● Goal
Format the lines below as a two-column CSV headed "request" and "polygons," with one row per request, holding its text and its answer, each in a single quoted field with line breaks turned into spaces. Leave the pictures out.

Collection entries
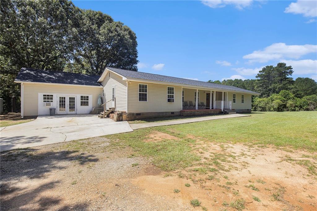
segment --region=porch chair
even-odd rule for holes
[[[190,108],[189,106],[188,106],[188,104],[187,103],[187,101],[184,101],[184,102],[183,104],[183,109],[188,109]]]
[[[191,109],[194,109],[196,108],[196,106],[194,106],[193,105],[192,101],[189,101],[189,107],[190,107],[190,108]]]
[[[206,106],[203,102],[200,102],[200,105],[198,106],[199,109],[205,109]]]

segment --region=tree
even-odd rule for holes
[[[259,71],[256,76],[258,79],[256,89],[262,97],[277,93],[283,89],[288,90],[292,85],[293,78],[288,77],[293,74],[293,68],[286,66],[285,63],[280,63],[275,67],[267,66]]]
[[[79,10],[70,1],[56,0],[3,1],[0,8],[0,94],[4,110],[15,112],[18,72],[23,67],[63,69]]]
[[[297,78],[294,82],[291,90],[298,98],[317,95],[317,83],[309,78]]]
[[[100,74],[105,67],[137,70],[138,45],[135,33],[122,23],[101,12],[83,12],[77,34],[74,65],[86,73]]]

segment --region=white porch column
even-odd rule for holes
[[[198,89],[196,90],[196,110],[198,110]]]
[[[214,91],[214,99],[213,99],[213,100],[214,101],[214,103],[213,103],[214,108],[214,109],[216,107],[216,104],[215,104],[215,103],[216,103],[216,91]]]
[[[180,110],[183,110],[183,86],[182,86],[182,107],[181,108]]]
[[[209,96],[209,109],[211,109],[211,103],[212,102],[212,99],[211,99],[212,97],[212,91],[210,90],[210,96]]]

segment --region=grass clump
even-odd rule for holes
[[[174,193],[178,193],[180,192],[180,191],[178,189],[174,189]]]
[[[194,207],[199,207],[201,204],[201,202],[198,199],[193,199],[191,201],[191,204]]]
[[[258,202],[261,202],[261,200],[260,200],[260,199],[259,199],[258,197],[257,197],[256,196],[255,196],[254,195],[252,196],[252,198],[253,199],[253,200],[254,200],[255,201],[258,201]]]
[[[260,189],[258,188],[256,188],[255,186],[254,186],[254,185],[253,185],[253,184],[251,184],[250,185],[245,185],[244,187],[246,188],[251,189],[253,190],[255,190],[256,191],[260,191]]]
[[[262,180],[260,179],[258,179],[256,180],[256,182],[258,183],[262,183],[262,184],[265,184],[265,182],[264,182],[263,180]]]

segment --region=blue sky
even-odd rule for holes
[[[76,1],[136,34],[139,71],[206,81],[291,65],[317,81],[317,1]]]

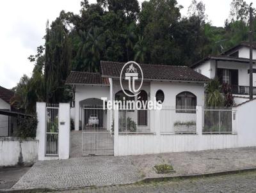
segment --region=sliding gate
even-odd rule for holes
[[[45,155],[59,154],[59,104],[46,105]]]
[[[83,155],[114,154],[111,111],[102,105],[84,105],[81,109]]]

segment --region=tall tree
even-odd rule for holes
[[[47,102],[65,100],[64,81],[70,72],[71,47],[63,21],[57,19],[51,29],[47,27],[45,36],[45,98]]]

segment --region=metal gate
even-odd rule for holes
[[[83,155],[114,154],[111,111],[102,105],[84,105],[81,109]]]
[[[58,155],[59,104],[46,105],[45,155]]]

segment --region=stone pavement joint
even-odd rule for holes
[[[156,174],[152,167],[162,163],[172,164],[176,173]],[[256,168],[256,147],[123,157],[84,157],[38,162],[12,189],[67,189],[131,184],[145,178],[211,174],[250,168]]]

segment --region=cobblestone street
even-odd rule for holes
[[[238,174],[175,180],[138,185],[92,188],[62,193],[80,192],[256,192],[256,172]]]
[[[172,164],[176,173],[157,174],[153,166],[164,163]],[[255,147],[134,156],[76,157],[38,162],[12,189],[100,187],[133,183],[144,178],[255,167]]]

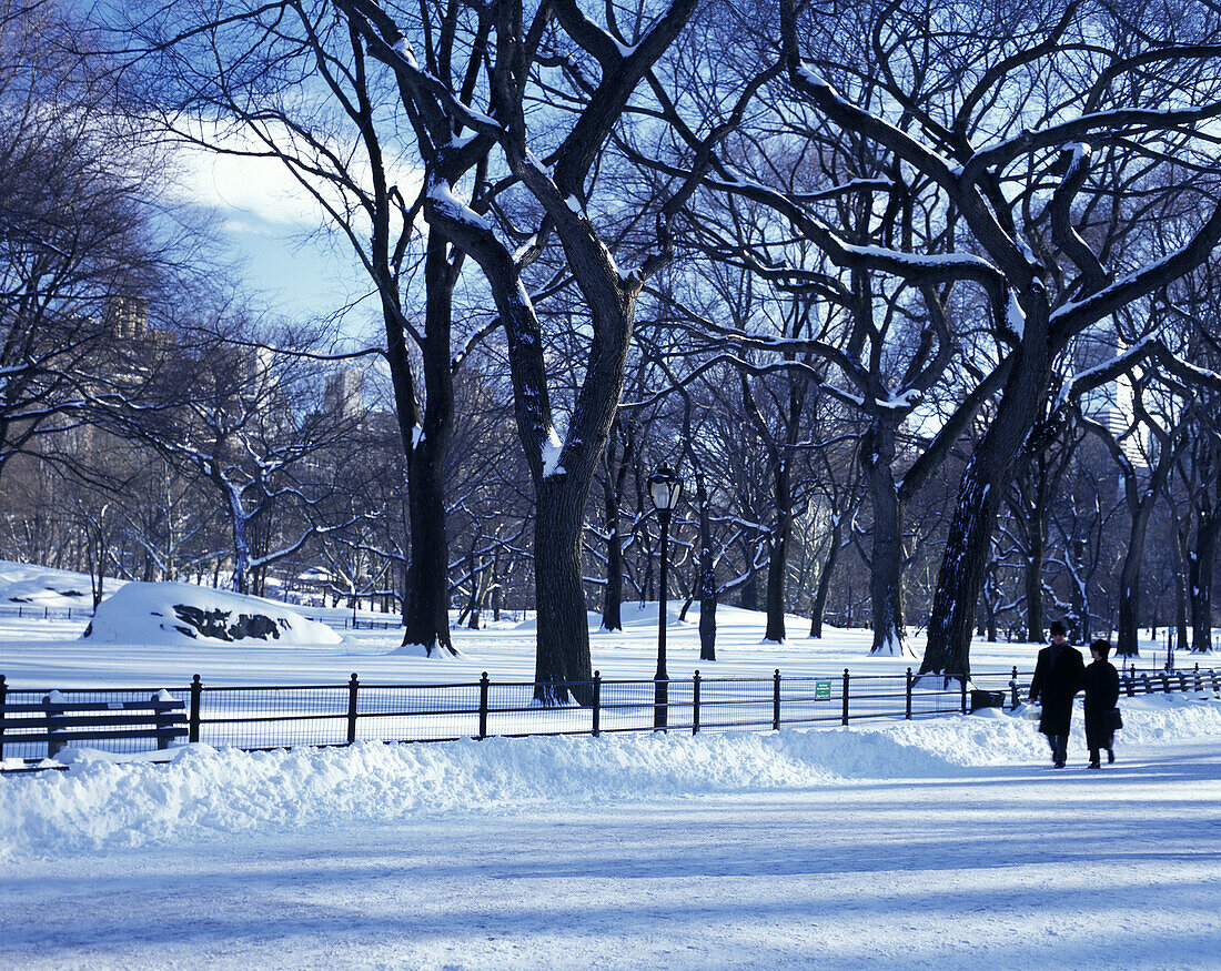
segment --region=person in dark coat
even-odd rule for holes
[[[1085,668],[1085,744],[1089,745],[1089,767],[1101,768],[1101,751],[1106,761],[1115,761],[1115,727],[1111,712],[1120,700],[1120,673],[1106,660],[1111,642],[1096,640],[1089,645],[1094,663]]]
[[[1068,644],[1068,631],[1060,620],[1051,623],[1049,633],[1051,644],[1039,651],[1034,664],[1031,702],[1043,702],[1039,732],[1048,736],[1053,765],[1063,768],[1068,757],[1072,700],[1085,684],[1085,662],[1081,651]]]

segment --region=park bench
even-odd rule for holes
[[[0,705],[0,758],[16,744],[45,744],[54,757],[66,745],[145,739],[167,749],[186,736],[186,705],[165,691],[147,701],[70,701],[53,691],[42,702]]]

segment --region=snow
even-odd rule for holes
[[[292,607],[192,584],[129,583],[104,600],[82,635],[90,641],[182,646],[339,644],[326,624]]]
[[[761,649],[763,616],[728,606],[722,660],[701,662],[696,619],[672,603],[672,677],[908,663],[868,657],[867,630]],[[591,638],[593,664],[647,678],[657,606],[624,605],[624,622]],[[250,651],[96,644],[82,628],[0,617],[0,674],[48,690],[173,689],[193,671],[333,684],[358,669],[368,684],[534,669],[530,620],[455,629],[463,656],[443,666],[396,656],[399,630]],[[976,642],[973,666],[1029,671],[1037,650]],[[66,769],[0,778],[0,966],[1216,966],[1221,701],[1120,705],[1117,762],[1100,771],[1084,768],[1079,706],[1066,769],[1022,710],[778,733],[71,749]]]
[[[542,474],[543,478],[548,475],[563,475],[565,469],[559,464],[560,453],[564,449],[564,443],[559,440],[559,434],[551,425],[547,426],[547,435],[542,442]]]
[[[115,583],[106,580],[107,585]],[[90,609],[90,589],[89,578],[79,573],[0,561],[0,605],[4,606]]]
[[[1017,302],[1017,294],[1009,292],[1009,307],[1005,310],[1005,322],[1009,329],[1021,340],[1026,335],[1026,311]]]
[[[1205,967],[1216,702],[82,760],[0,784],[11,966]],[[1079,719],[1078,719],[1079,721]],[[1079,726],[1078,726],[1079,729]],[[1167,942],[1173,942],[1167,945]]]

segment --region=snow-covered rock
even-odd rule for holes
[[[89,609],[93,606],[89,578],[66,570],[0,562],[0,605]]]
[[[82,639],[110,644],[339,644],[326,624],[283,603],[190,584],[131,583],[98,607]]]

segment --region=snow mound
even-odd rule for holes
[[[326,624],[283,603],[190,584],[129,583],[103,601],[82,640],[166,645],[341,644]]]
[[[1216,701],[1139,700],[1125,707],[1125,718],[1121,754],[1134,743],[1221,738]],[[1072,745],[1083,754],[1083,739]],[[271,752],[189,745],[166,765],[74,750],[65,760],[68,771],[13,776],[0,785],[0,860],[524,805],[801,790],[846,779],[949,779],[985,766],[1042,765],[1044,751],[1031,722],[996,713],[695,736],[360,743]]]
[[[93,606],[88,578],[7,562],[0,563],[0,603],[56,609]]]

● Written response
request,polygons
"segment --region=porch chair even-odd rule for holes","[[[190,108],[189,106],[188,106],[188,104],[187,103],[187,101],[184,101],[184,102],[183,104],[183,109],[188,109]]] [[[191,109],[194,109],[196,108],[196,106],[194,106],[193,105],[192,101],[189,101],[189,107],[190,107],[190,108]]] [[[206,106],[203,102],[200,102],[200,105],[198,106],[199,109],[205,109]]]"
"segment --region=tree even-odd rule for holes","[[[259,71],[256,76],[258,79],[256,89],[262,97],[277,93],[283,89],[288,90],[292,85],[293,78],[288,77],[293,74],[293,68],[286,66],[285,63],[280,63],[275,67],[267,66]]] [[[79,10],[70,1],[56,0],[3,1],[0,8],[0,94],[4,110],[15,112],[18,72],[23,67],[63,69]]] [[[297,78],[294,82],[291,90],[298,98],[317,95],[317,83],[309,78]]] [[[100,74],[105,67],[137,70],[138,45],[135,33],[122,23],[101,12],[83,12],[77,34],[74,65],[86,73]]]"
"segment --region=white porch column even-odd rule for holes","[[[198,89],[196,90],[196,110],[198,110]]] [[[214,91],[214,99],[213,99],[213,100],[214,101],[214,103],[213,103],[214,108],[214,109],[216,107],[216,104],[215,104],[215,103],[216,103],[216,91]]] [[[180,110],[183,110],[183,86],[182,86],[182,107],[181,108]]] [[[209,96],[209,109],[211,109],[211,103],[212,102],[212,99],[211,99],[212,97],[212,91],[210,90],[210,96]]]"
"segment --region=grass clump even-odd rule for holes","[[[174,193],[178,193],[180,192],[180,191],[178,189],[174,189]]] [[[194,207],[199,207],[201,204],[201,202],[198,199],[193,199],[191,201],[191,204]]] [[[258,202],[261,202],[261,200],[260,200],[260,199],[259,199],[258,197],[257,197],[256,196],[255,196],[254,195],[252,196],[252,198],[253,199],[253,200],[254,200],[255,201],[258,201]]] [[[260,189],[258,188],[256,188],[255,186],[254,186],[254,185],[253,185],[253,184],[251,184],[250,185],[245,185],[244,187],[246,188],[251,189],[253,190],[255,190],[256,191],[260,191]]] [[[262,180],[260,179],[258,179],[256,180],[256,182],[258,183],[262,183],[262,184],[265,184],[265,182],[264,182],[263,180]]]"
"segment --region=blue sky even-odd rule for holes","[[[76,1],[136,34],[139,71],[206,81],[291,65],[317,81],[317,1]]]"
"segment --region=sliding gate even-odd rule for holes","[[[45,155],[59,154],[59,104],[46,105]]] [[[83,155],[114,154],[111,111],[102,105],[84,105],[81,109]]]"
"segment --region=tall tree even-odd rule for holes","[[[47,102],[65,100],[64,81],[70,72],[71,47],[63,21],[57,19],[51,29],[47,27],[45,36],[45,98]]]"
"segment --region=metal gate even-odd rule for holes","[[[83,155],[114,154],[111,111],[102,105],[84,105],[81,109]]] [[[58,155],[59,104],[46,105],[45,155]]]"
"segment --region=stone pavement joint even-odd rule for holes","[[[156,174],[152,167],[162,163],[172,164],[176,173]],[[256,168],[256,147],[123,157],[84,157],[38,162],[12,189],[67,189],[131,184],[145,178],[211,174],[250,168]]]"
"segment --region=cobblestone street even-odd rule for holes","[[[238,174],[175,180],[138,185],[92,188],[62,193],[80,192],[256,192],[256,172]]] [[[172,164],[176,173],[157,174],[153,166],[164,163]],[[255,147],[134,156],[76,157],[38,162],[12,189],[100,187],[133,183],[144,178],[255,167]]]"
"segment --region=person in dark coat even-odd rule for holes","[[[1085,668],[1085,744],[1089,745],[1089,767],[1101,768],[1101,751],[1106,761],[1115,761],[1115,727],[1111,712],[1120,700],[1120,673],[1106,660],[1111,642],[1096,640],[1089,645],[1094,663]]] [[[1068,644],[1068,631],[1060,620],[1051,623],[1049,633],[1051,644],[1039,651],[1034,664],[1031,702],[1043,702],[1039,732],[1048,736],[1053,765],[1063,768],[1068,757],[1072,700],[1085,684],[1085,662],[1081,651]]]"
"segment --region=park bench even-odd rule for holes","[[[0,705],[0,758],[16,744],[45,744],[54,757],[66,745],[145,739],[167,749],[186,736],[186,705],[165,691],[147,701],[70,701],[53,691],[42,702]]]"
"segment --region=snow even-odd rule for holes","[[[292,607],[192,584],[129,583],[104,600],[82,635],[90,641],[182,646],[339,644],[326,624]]] [[[761,649],[763,616],[728,606],[722,660],[701,662],[696,619],[672,603],[672,677],[908,663],[868,657],[867,630]],[[591,638],[593,664],[647,678],[657,606],[624,605],[624,622]],[[250,651],[96,644],[82,628],[0,617],[0,674],[48,690],[173,689],[193,671],[333,684],[358,669],[368,684],[534,669],[530,620],[455,629],[463,656],[443,666],[396,656],[399,630]],[[976,642],[973,666],[1029,671],[1037,650]],[[66,769],[0,778],[0,966],[1216,966],[1221,701],[1120,705],[1117,762],[1100,771],[1084,768],[1079,706],[1066,769],[1022,710],[778,733],[71,749]]] [[[542,474],[543,478],[548,475],[563,475],[565,469],[559,464],[560,453],[564,449],[564,443],[559,440],[559,434],[551,425],[547,426],[547,435],[542,442]]] [[[115,583],[106,580],[107,585]],[[90,609],[90,589],[89,578],[79,573],[0,561],[0,605],[4,606]]] [[[1017,302],[1017,294],[1009,292],[1009,307],[1005,310],[1005,322],[1009,329],[1021,340],[1026,335],[1026,311]]] [[[1205,967],[1216,702],[82,760],[0,784],[11,966]],[[1079,719],[1078,719],[1079,721]],[[1079,726],[1078,726],[1079,729]],[[1167,942],[1173,942],[1167,945]]]"
"segment --region=snow-covered rock even-odd rule for holes","[[[89,609],[93,606],[89,578],[66,570],[0,562],[0,605]]] [[[82,639],[110,644],[339,644],[326,624],[283,603],[190,584],[131,583],[98,607]]]"
"segment --region=snow mound even-odd rule for holes","[[[326,624],[283,603],[190,584],[129,583],[103,601],[82,640],[166,645],[341,644]]] [[[1216,701],[1139,700],[1125,707],[1125,718],[1121,754],[1134,743],[1221,738]],[[1072,745],[1083,754],[1083,739]],[[271,752],[189,745],[166,765],[74,750],[65,760],[68,771],[13,776],[0,785],[0,860],[524,805],[801,790],[846,779],[949,779],[985,766],[1042,765],[1044,751],[1031,722],[996,713],[695,736],[360,743]]] [[[93,606],[88,578],[7,562],[0,563],[0,603],[56,609]]]"